Your task:
Note each line in the data below that holds "right", and copy it.

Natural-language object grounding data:
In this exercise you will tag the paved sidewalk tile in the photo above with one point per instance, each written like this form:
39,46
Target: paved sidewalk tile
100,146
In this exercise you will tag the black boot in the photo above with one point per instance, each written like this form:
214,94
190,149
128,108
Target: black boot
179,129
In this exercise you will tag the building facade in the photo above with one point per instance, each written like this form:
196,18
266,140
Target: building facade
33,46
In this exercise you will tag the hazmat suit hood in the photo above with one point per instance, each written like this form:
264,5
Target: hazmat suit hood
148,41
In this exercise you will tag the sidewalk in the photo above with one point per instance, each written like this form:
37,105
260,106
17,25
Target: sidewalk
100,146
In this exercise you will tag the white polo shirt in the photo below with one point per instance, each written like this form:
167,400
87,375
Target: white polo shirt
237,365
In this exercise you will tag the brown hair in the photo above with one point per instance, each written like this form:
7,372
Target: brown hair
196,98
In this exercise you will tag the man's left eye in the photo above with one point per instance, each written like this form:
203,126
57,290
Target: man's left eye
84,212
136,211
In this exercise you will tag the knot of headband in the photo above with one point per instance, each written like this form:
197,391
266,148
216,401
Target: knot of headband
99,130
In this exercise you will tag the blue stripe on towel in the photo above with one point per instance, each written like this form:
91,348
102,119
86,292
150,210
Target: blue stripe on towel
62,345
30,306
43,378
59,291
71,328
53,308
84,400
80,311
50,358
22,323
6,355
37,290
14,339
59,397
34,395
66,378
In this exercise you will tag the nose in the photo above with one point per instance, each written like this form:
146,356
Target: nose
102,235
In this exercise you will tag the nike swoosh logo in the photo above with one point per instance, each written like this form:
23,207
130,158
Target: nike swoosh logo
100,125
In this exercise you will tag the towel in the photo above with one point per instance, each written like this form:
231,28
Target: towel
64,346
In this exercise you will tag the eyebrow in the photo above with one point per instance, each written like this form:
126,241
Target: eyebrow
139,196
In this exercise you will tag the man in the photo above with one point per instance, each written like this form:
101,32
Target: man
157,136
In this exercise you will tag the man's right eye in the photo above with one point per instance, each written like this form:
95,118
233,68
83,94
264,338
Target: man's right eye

Written response:
In this exercise you will tag the man's right eye in the photo above with one point per instance, each written like this form:
Target: man's right eye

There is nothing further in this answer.